> _TASK INSTRUCTIONS_
The records below must be copied out completely and exactly.

╭─ GIVEN DATA

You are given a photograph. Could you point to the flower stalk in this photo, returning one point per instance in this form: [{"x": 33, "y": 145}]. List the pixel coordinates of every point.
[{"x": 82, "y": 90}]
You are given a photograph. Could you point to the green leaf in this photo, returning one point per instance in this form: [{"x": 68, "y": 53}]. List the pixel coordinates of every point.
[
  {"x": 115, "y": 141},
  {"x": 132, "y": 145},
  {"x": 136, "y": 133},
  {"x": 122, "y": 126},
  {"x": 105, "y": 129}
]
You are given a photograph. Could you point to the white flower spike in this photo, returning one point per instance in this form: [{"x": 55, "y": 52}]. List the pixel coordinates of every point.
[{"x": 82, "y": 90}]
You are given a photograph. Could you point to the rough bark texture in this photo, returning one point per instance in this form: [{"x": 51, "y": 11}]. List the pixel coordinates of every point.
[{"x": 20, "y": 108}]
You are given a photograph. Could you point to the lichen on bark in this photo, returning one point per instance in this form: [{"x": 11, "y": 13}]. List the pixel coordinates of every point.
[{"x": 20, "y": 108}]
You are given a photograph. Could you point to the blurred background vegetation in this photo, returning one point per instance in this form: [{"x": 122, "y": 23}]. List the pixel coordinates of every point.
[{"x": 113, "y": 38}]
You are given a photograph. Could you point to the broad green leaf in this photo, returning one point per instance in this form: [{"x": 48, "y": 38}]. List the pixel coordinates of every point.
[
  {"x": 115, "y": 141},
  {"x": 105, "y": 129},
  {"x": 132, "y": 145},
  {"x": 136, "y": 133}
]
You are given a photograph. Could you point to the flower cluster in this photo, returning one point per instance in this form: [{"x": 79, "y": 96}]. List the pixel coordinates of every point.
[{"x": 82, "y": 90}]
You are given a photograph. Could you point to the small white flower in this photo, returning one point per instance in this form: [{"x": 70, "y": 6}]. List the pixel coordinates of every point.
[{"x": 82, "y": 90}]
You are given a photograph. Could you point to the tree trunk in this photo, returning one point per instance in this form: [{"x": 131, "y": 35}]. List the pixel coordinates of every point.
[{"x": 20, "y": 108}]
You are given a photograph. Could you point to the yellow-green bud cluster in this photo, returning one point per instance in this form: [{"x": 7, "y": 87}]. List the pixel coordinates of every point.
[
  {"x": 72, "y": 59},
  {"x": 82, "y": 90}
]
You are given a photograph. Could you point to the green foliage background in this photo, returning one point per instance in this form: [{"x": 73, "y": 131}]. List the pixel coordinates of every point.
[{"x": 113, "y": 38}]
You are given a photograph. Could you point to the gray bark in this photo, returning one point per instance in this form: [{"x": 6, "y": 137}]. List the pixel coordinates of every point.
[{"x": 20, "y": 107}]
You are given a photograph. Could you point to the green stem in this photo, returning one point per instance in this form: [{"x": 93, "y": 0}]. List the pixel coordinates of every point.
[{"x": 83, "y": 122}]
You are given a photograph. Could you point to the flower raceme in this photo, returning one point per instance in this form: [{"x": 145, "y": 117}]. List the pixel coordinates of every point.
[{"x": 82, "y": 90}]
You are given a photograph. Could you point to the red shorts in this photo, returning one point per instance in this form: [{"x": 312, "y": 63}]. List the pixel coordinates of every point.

╰─

> _COMPLETED TASK_
You are given a photograph. Could you point to the flower stalk in this photo, returning one point per instance in this form: [{"x": 33, "y": 145}]. List the pixel coordinates of every point.
[{"x": 82, "y": 90}]
You are given a photograph. Could you point to the green leaf in this photo, returning one point per instance in this form: [{"x": 68, "y": 53}]. List the pixel coordinates of every point.
[
  {"x": 115, "y": 141},
  {"x": 132, "y": 145},
  {"x": 136, "y": 133},
  {"x": 122, "y": 126},
  {"x": 105, "y": 129}
]
You are given a photograph. Could you point to the white flower spike in this photo, returning one point per instance in this form: [{"x": 55, "y": 52}]. List the pixel coordinates of every point.
[{"x": 82, "y": 90}]
You are given a photograph. Could you point to the rough bark texture in this photo, returning one point per instance in this form: [{"x": 51, "y": 11}]. List the pixel coordinates of every point.
[{"x": 20, "y": 108}]
You are given a photograph. Could you point to the lichen on bark in this photo, returning one point per instance in this form: [{"x": 11, "y": 13}]. List the pixel coordinates of every point.
[{"x": 20, "y": 108}]
You are given a photograph. Could you point to the blurred background vegetation in this photo, returning one point per instance in this form: [{"x": 122, "y": 23}]. List the pixel coordinates of every point.
[{"x": 113, "y": 38}]
You are given a photograph. Could you point to the broad green leaf in this photo, returning one point per instance in this form: [{"x": 48, "y": 38}]. List the pixel coordinates of every point.
[
  {"x": 115, "y": 141},
  {"x": 105, "y": 129},
  {"x": 132, "y": 145},
  {"x": 136, "y": 133}
]
You are given a photograph. Could you point to the flower cluster in this photo, returning one point per instance in this form: [{"x": 79, "y": 96}]. List the pixel coordinates of every point.
[{"x": 82, "y": 90}]
You are given a photograph. Could you point to the small white flower in this photo, returning one point per instance in this form: [{"x": 70, "y": 6}]. List the pixel coordinates of every point.
[{"x": 82, "y": 90}]
You are given a photograph. Could you point to the tree trunk in this photo, returning one point per instance in this form: [{"x": 131, "y": 35}]. List the pixel coordinates of every point.
[{"x": 20, "y": 108}]
You are given a photograph. Could you point to the yellow-green bud cluster in this photo, returning one point per instance in this form: [{"x": 7, "y": 87}]. List the pixel coordinates of every point.
[
  {"x": 72, "y": 59},
  {"x": 82, "y": 90}
]
You are given a photograph. Could you point to the green foliage background in this photo, returning one point per instance in this form: [{"x": 73, "y": 131}]. List the pixel coordinates of every point.
[{"x": 113, "y": 38}]
You are given a photograph. Could you point to the gray bark in this photo, returning one point per instance in this form: [{"x": 6, "y": 137}]. List the pixel coordinates of every point.
[{"x": 20, "y": 107}]
You are given a photograph. Could you point to the green stem in this photo, returning one point per instance in this form: [{"x": 93, "y": 0}]. List the pixel coordinates of every point.
[{"x": 83, "y": 122}]
You are given a photograph. Could you point to the flower raceme in this photo, returning one point per instance in this form: [{"x": 145, "y": 117}]. List the pixel coordinates of every point.
[{"x": 82, "y": 90}]
You are given a photograph. Could you point to the red shorts in this photo, returning one point per instance in this form: [{"x": 312, "y": 63}]. List the pixel coordinates of every point.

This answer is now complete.